##### DATA FOR REVIEW #####

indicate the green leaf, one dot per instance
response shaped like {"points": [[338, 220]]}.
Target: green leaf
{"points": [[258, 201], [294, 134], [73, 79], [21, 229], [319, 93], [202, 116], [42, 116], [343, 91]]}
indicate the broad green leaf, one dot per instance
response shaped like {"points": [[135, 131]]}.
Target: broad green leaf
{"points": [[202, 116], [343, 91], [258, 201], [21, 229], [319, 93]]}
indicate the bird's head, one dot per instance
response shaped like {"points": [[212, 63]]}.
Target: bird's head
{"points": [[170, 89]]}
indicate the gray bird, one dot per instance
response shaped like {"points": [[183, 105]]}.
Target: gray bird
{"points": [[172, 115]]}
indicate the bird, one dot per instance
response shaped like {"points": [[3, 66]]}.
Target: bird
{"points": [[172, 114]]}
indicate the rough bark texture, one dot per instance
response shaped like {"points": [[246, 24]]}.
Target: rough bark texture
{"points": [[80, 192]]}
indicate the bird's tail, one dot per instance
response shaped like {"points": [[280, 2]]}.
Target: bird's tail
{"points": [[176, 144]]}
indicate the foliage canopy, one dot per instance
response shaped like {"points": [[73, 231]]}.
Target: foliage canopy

#####
##### DATA FOR REVIEW #####

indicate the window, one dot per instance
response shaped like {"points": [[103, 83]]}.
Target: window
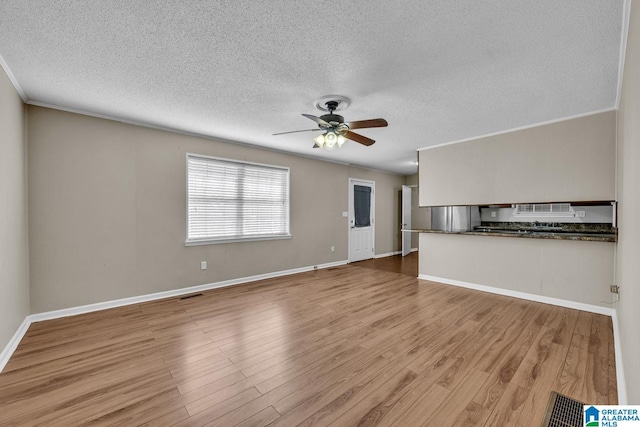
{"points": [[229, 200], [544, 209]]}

#####

● TASK DETAILS: Repeat, exactly as they stand above, the lines from the line with "indicate the bird, one dot per instance" to the line with "Target: foliage canopy", both lines included.

● RESULT FOR THIS TASK:
indicate the bird, one dot per instance
response shaped like {"points": [[3, 66]]}.
Target: bird
{"points": [[172, 114]]}
indicate the rough bark texture, one dot per instance
response shaped like {"points": [[246, 24]]}.
Target: rough bark texture
{"points": [[80, 192]]}
indicate the bird's tail, one dot per instance
response shaped like {"points": [[280, 2]]}.
Target: bird's tail
{"points": [[176, 144]]}
indicate the foliage canopy, one dot per instance
response shaped like {"points": [[73, 231]]}.
Target: foliage canopy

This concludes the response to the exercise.